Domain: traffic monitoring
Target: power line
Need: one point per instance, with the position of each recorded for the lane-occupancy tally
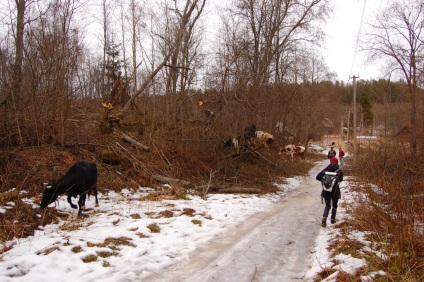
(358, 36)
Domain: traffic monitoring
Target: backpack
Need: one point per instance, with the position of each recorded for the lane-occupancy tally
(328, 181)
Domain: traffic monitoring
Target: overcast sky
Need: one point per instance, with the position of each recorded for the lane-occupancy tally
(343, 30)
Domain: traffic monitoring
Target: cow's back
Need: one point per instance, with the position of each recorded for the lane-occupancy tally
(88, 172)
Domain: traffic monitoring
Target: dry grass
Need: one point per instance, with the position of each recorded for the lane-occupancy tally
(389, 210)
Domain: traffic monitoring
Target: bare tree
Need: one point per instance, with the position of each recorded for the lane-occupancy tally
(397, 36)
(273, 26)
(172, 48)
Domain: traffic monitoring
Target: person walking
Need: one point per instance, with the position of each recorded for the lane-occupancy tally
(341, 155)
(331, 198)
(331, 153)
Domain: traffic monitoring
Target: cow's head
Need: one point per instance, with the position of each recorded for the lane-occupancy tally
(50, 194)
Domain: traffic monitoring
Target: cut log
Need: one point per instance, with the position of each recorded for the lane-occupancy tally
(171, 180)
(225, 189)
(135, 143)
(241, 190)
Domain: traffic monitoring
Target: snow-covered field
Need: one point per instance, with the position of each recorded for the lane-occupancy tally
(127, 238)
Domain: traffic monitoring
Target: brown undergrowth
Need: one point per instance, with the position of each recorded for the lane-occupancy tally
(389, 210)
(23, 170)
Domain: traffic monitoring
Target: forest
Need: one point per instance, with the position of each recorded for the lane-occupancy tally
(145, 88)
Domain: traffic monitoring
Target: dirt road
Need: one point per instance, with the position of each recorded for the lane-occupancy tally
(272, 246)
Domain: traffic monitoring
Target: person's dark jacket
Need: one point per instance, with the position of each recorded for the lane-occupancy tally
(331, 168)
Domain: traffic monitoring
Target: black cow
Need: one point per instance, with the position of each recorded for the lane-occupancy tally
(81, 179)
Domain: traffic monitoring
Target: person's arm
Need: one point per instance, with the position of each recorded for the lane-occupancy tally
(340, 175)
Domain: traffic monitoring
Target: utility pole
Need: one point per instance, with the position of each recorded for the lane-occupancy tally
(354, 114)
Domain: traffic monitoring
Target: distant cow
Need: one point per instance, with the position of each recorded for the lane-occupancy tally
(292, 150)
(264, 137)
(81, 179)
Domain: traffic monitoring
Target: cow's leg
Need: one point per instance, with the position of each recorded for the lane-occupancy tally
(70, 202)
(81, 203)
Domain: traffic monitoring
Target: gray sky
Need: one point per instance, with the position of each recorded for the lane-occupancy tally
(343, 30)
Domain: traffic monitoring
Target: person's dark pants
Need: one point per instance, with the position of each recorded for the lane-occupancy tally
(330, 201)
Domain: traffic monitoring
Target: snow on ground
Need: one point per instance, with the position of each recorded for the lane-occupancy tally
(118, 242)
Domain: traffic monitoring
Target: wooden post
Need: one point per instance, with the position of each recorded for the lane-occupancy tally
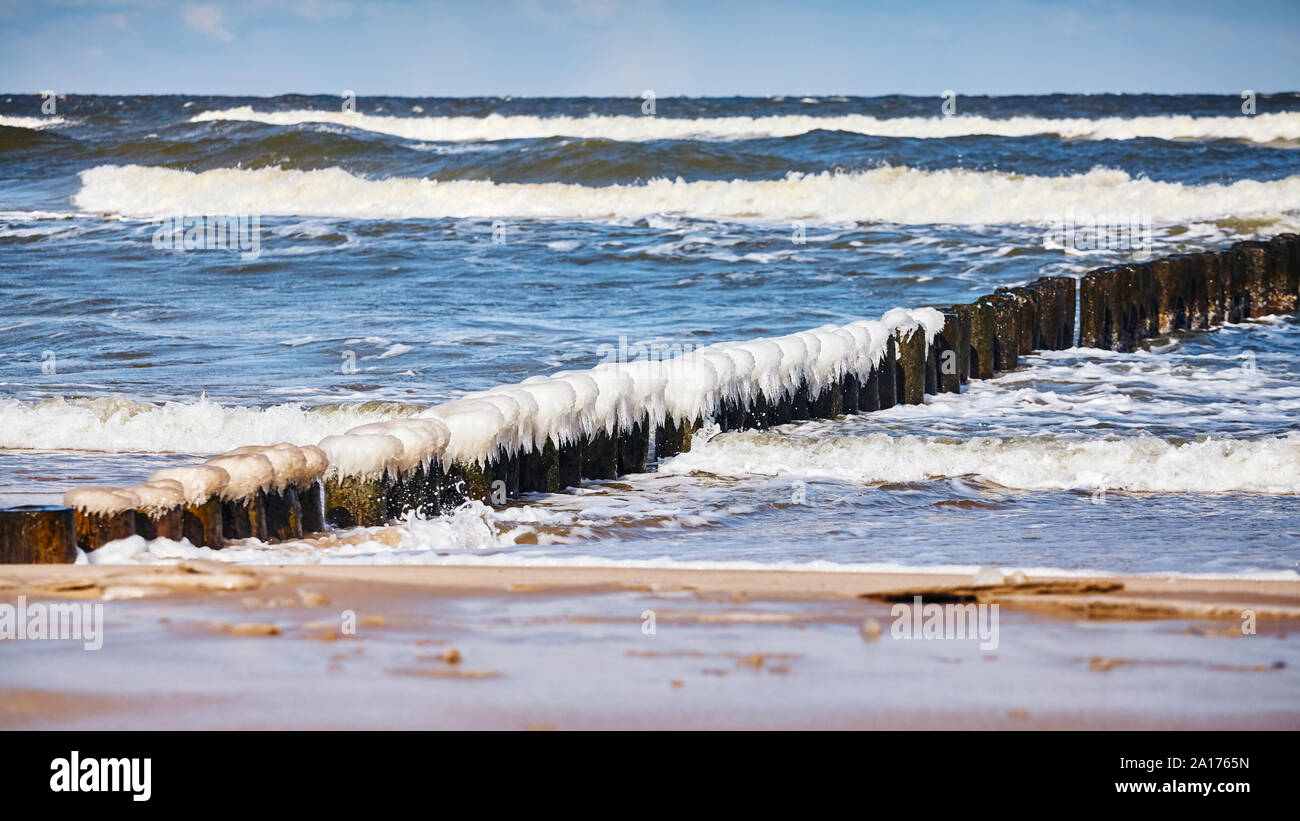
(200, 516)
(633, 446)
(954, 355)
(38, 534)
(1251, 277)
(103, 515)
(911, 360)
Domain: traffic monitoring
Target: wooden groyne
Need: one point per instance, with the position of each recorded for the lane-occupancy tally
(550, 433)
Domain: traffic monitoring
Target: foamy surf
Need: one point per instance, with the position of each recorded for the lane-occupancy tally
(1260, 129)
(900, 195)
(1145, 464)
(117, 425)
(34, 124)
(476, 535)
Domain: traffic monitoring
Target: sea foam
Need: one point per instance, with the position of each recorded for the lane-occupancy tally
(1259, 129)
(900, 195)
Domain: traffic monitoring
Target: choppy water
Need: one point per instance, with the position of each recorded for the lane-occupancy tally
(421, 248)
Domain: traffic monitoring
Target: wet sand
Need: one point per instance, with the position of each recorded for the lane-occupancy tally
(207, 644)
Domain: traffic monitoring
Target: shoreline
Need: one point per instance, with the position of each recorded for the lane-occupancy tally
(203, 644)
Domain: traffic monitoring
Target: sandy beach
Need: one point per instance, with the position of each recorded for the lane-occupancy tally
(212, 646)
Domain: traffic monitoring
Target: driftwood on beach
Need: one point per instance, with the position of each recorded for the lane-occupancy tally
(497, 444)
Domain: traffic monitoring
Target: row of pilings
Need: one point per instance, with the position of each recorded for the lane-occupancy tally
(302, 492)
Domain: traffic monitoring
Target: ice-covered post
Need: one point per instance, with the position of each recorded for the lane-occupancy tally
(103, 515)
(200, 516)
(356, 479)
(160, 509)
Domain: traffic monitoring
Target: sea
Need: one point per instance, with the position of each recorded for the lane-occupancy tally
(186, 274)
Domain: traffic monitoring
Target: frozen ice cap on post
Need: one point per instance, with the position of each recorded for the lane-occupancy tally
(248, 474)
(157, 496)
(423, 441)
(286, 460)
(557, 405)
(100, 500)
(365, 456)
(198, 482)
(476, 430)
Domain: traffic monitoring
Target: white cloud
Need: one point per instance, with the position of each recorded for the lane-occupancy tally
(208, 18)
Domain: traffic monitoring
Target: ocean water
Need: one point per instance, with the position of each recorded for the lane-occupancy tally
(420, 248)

--

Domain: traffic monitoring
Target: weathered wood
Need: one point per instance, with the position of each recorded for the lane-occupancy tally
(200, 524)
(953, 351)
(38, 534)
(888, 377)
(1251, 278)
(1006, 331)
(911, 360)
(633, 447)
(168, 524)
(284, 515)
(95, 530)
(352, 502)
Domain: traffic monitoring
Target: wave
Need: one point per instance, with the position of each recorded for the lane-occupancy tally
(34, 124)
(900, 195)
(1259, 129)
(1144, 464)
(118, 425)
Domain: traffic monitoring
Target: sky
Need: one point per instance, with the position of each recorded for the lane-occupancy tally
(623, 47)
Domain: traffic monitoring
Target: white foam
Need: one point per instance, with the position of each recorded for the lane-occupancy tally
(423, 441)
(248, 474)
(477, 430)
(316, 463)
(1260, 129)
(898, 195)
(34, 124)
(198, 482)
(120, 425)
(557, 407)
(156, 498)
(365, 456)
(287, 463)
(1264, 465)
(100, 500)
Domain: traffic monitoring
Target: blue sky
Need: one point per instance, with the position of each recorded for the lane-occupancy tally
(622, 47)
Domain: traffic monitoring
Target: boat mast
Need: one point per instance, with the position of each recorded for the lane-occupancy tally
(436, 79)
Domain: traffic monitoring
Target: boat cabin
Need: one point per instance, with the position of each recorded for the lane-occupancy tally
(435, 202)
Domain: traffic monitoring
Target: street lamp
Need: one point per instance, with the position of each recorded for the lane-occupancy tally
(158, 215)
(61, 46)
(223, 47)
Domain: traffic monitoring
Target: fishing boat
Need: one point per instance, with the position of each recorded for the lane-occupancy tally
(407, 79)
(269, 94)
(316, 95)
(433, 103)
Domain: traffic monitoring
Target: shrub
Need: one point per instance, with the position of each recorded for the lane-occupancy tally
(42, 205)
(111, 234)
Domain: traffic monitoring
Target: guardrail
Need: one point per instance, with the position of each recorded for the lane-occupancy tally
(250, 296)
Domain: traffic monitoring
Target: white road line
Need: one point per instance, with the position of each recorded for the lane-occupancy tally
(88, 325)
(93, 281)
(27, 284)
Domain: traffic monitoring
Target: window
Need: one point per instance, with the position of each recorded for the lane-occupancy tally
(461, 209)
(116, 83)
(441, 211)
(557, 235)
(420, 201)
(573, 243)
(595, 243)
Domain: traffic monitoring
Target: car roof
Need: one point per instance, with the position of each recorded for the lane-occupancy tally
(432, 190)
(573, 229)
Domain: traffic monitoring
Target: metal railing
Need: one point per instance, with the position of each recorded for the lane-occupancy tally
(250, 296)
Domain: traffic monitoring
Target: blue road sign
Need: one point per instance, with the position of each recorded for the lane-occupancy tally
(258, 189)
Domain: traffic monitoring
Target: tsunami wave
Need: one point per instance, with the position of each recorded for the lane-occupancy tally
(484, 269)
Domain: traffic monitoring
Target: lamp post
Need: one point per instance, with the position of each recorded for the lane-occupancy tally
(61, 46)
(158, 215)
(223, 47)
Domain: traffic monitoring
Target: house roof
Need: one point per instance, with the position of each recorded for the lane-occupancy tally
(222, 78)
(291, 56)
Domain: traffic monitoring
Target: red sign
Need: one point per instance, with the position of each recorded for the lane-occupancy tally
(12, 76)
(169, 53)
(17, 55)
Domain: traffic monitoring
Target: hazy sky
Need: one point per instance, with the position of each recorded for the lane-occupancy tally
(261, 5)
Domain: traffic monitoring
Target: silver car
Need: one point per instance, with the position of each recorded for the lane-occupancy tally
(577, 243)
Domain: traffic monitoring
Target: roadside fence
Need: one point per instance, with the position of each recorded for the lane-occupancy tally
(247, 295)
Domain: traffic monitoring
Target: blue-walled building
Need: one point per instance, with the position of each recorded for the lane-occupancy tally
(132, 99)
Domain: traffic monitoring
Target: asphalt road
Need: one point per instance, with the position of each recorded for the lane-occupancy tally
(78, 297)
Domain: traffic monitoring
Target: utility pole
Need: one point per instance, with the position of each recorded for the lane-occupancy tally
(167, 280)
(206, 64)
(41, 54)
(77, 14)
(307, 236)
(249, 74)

* * *

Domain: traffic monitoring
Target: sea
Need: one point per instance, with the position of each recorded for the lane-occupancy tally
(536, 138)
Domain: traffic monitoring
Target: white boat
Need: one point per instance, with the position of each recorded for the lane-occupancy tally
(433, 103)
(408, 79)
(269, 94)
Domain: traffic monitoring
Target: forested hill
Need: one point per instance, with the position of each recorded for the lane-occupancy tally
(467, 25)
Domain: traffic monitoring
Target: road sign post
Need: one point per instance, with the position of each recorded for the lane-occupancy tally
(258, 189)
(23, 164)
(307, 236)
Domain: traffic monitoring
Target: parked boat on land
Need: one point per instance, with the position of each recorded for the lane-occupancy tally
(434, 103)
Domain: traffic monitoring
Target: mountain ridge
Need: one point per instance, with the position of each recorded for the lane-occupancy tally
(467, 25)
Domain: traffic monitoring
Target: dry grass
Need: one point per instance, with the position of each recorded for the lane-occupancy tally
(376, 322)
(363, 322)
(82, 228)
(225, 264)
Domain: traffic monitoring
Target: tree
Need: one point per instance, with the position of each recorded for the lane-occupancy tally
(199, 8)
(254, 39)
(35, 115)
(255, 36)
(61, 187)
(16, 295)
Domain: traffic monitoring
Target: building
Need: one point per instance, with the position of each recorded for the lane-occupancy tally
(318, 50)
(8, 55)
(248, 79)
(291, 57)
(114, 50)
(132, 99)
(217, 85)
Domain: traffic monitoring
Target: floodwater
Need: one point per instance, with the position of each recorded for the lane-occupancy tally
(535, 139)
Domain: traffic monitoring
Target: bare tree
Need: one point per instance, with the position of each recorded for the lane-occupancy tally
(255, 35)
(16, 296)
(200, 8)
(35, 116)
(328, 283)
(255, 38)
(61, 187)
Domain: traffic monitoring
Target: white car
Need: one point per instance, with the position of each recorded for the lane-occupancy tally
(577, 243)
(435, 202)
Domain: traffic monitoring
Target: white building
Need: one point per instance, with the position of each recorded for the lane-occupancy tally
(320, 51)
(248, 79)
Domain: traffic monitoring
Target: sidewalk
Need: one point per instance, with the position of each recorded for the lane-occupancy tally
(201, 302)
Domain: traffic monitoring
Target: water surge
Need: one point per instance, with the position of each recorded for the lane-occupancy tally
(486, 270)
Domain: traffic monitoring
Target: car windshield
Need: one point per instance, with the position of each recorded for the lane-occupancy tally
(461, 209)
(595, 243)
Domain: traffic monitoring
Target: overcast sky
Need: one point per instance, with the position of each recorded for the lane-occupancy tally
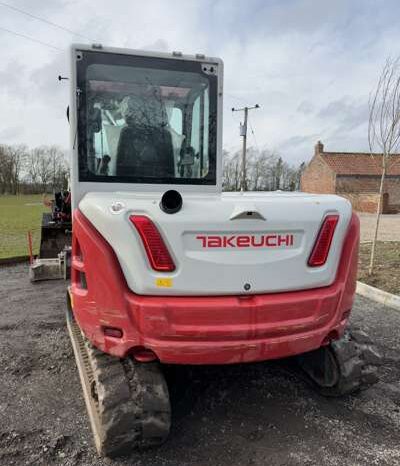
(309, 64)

* [THE TASK] Please show each line of the data above that contains the word "post", counting only case-exact matches.

* [RESULT]
Target: wooden post
Target: ice-covered post
Target: frozen ice cap on post
Target: lamp post
Target: road sign post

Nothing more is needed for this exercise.